» DOCUMENT SEGMENT:
>>

(West Springfield, MA) – Like many parents of a child with disabilities, there have been times when Amelia Leo has struggled to find services for her daughter, Stephanie. Diagnosed with Global Dyspraxia, Leo says the neurological disorder affects every part of her daughter’s life, “from academics to coordination,” and at 16-years of age, Leo is concerned about what the future will hold for Stephanie. “I honestly don’t know what she will do with her life,” says Leo. “What I do know is that my daughter needs life skills.”

Enter Work Opportunities Unlimited. “We offer a relatively new program that’s being offered to students with disabilities called Pre-employment Transition Services or Pre-ETS,” says Nick Kidwell, a Career Resource Specialist with Work Opportunities Unlimited. “It’s an innovative, community-based approach that’s centered around career exploration. It gives students with disabilities the opportunity to make informed decisions about their futures by trying a career experience, early-on, before they graduate, to better identify what they want to do in life. It’s funded by the Massachusetts Rehabilitation Commission (MRC) and for the students I serve, it’s been a game changer.”

MRC works with school systems throughout the Baystate to identify eligible students and Work Opportunities provides the Pre-ETS services to those in need. The services include job exploration counseling, work readiness training, work-based learning experiences, counseling on post-secondary education opportunities and self-advocacy.

<<

Point-per-instance localization data
>>

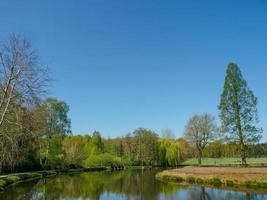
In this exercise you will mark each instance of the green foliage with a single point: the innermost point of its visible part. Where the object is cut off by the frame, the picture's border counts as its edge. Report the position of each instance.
(168, 153)
(229, 183)
(102, 160)
(190, 179)
(215, 182)
(76, 149)
(3, 183)
(226, 161)
(238, 111)
(12, 179)
(167, 178)
(199, 180)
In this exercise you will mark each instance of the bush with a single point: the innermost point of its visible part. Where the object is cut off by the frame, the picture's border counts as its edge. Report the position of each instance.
(215, 181)
(167, 178)
(3, 183)
(199, 181)
(12, 179)
(190, 179)
(104, 159)
(229, 183)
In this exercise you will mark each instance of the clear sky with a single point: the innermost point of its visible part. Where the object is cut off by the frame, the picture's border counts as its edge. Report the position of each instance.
(124, 64)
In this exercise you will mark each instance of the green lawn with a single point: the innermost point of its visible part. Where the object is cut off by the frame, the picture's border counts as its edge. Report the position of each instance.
(226, 161)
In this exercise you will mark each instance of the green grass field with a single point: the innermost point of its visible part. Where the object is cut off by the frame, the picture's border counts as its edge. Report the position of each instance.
(226, 161)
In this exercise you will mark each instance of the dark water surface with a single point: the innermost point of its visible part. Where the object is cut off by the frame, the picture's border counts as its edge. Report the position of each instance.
(119, 185)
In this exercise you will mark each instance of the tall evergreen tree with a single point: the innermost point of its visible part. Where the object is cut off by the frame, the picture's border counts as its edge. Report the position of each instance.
(238, 111)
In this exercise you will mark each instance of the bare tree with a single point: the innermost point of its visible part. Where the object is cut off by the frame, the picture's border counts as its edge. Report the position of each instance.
(167, 133)
(22, 78)
(200, 131)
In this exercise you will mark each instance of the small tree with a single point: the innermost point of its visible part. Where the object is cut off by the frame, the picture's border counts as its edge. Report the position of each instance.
(200, 131)
(238, 111)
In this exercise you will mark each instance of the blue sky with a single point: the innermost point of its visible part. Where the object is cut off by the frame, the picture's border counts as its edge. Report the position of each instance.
(124, 64)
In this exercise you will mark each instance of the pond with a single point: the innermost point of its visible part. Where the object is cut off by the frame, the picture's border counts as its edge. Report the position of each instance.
(117, 185)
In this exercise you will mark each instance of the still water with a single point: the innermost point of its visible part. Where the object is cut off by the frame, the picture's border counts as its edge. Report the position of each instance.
(118, 185)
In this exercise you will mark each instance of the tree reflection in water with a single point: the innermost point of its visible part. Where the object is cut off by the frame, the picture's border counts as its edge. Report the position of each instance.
(121, 185)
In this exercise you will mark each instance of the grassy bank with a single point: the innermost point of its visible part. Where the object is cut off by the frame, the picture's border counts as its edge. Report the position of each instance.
(226, 162)
(218, 176)
(9, 179)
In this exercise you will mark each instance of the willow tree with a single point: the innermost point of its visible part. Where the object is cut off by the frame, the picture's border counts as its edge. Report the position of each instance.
(200, 131)
(238, 111)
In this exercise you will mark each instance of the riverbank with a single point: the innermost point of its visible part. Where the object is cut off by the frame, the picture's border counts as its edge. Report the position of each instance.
(9, 179)
(217, 176)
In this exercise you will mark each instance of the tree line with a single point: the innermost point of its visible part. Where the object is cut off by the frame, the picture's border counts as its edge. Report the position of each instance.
(35, 130)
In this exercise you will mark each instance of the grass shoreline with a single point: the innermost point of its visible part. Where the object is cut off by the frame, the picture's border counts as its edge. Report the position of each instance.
(230, 177)
(14, 178)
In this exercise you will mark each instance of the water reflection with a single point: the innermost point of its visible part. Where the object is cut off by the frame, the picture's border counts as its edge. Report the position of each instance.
(122, 185)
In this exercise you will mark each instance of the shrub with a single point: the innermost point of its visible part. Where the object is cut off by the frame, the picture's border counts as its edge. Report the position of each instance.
(199, 181)
(190, 179)
(215, 181)
(229, 183)
(3, 183)
(12, 179)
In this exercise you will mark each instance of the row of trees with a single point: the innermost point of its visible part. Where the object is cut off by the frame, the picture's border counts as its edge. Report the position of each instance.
(35, 131)
(142, 147)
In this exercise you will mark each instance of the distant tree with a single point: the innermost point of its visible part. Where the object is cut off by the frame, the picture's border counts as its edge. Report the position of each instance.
(200, 131)
(238, 111)
(146, 144)
(22, 78)
(167, 133)
(56, 126)
(173, 154)
(186, 151)
(97, 145)
(75, 148)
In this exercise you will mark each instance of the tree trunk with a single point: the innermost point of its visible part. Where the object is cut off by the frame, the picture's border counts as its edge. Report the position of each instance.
(243, 156)
(199, 157)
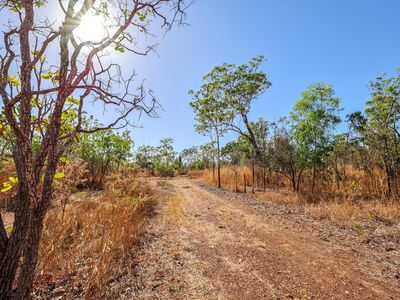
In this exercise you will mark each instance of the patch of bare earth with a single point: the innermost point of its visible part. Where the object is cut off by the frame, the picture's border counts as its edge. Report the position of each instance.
(210, 244)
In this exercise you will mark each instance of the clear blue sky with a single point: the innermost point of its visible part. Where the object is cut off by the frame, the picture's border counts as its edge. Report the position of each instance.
(345, 43)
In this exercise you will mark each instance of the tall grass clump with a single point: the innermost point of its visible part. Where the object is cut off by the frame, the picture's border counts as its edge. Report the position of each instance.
(90, 245)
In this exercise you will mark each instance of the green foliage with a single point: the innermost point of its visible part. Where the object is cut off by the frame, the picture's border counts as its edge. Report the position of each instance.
(103, 151)
(163, 157)
(315, 117)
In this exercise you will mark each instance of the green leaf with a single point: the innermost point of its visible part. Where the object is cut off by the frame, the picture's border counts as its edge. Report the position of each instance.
(7, 187)
(64, 159)
(59, 175)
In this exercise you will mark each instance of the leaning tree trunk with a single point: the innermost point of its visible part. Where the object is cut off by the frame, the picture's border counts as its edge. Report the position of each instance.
(16, 243)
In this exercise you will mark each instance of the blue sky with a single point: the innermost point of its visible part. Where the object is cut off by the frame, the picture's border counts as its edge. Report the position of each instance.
(344, 43)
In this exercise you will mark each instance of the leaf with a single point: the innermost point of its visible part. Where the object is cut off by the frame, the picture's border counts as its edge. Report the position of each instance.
(46, 76)
(64, 159)
(119, 48)
(7, 187)
(59, 175)
(13, 180)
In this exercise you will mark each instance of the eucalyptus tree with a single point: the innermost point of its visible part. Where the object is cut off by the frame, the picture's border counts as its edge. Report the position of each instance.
(238, 86)
(211, 114)
(381, 131)
(261, 131)
(103, 151)
(48, 72)
(283, 153)
(315, 117)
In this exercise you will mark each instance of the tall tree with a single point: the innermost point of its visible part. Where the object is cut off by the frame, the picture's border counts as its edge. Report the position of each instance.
(48, 72)
(238, 86)
(381, 132)
(315, 117)
(211, 115)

<<

» WHAT YOU ARE ASKED TO DO:
Pick up the article about Pre-employment Transition Services right after its last sentence and keep writing.

» WRITTEN RESPONSE:
“We started out with workplace readiness training,” says Kidwell. “Stephanie learned about resume building, how to apply for a job, how to interview… from there we moved onto job exploration where we really dug in and looked at the specifics of what Stephanie would like to do once she graduates, and what she needs to do to make it more real, whether it’s college or stepping directly into the workplace.”

“Through her school, Stephanie had been interning at Armbrook Village nursing home, and through the Pre-ETS process, further identified that she’d like to work as an activities coordinator; she likes to put a smile on people’s faces,” says Kidwell. “But to give her a broader spectrum of understanding of that field, we visited the West Springfield Senior Center, so that Stephanie could explore a different community of seniors; we also we went on job tours of local businesses to help her experience different workplaces.”


“Stephanie was one of the first kids to go through the Pre-ETS program in the West Springfield area,” says Leo. “She really enjoyed it. She met with Nick after school and worked hard to succeed.  Stephanie got to practice interview skills and how to build a resume, but most important to me was she learned how to advocate for herself. At the end of the Pre-ETS experience, she actually did a power-point presentation in front of her IEP team; she wanted to show the school system what she can do – she CAN do this, it’s just going to take longer. I was so impressed!!”

“What I hoped for Stephanie with this program was that she would begin to see where her strengths and passions are, that she would build life and work skills, and learn to better advocate for herself,” says Leo. “I think that Nick and Pre-ETS gave her the confidence to know that maybe she can get a job or can go to college. I think she knows now that she’s capable.”

“Pre-ETS does make a difference,” says Kidwell. “Gaining job skills and the confidence it brings, is something that everyone needs at some point. The kids like it because its practical and they can apply it to their lives. The outcome for Stephanie was gaining a better understanding of the reality of a job and what it’s like to work; she has more knowledge now than she had going into this process.”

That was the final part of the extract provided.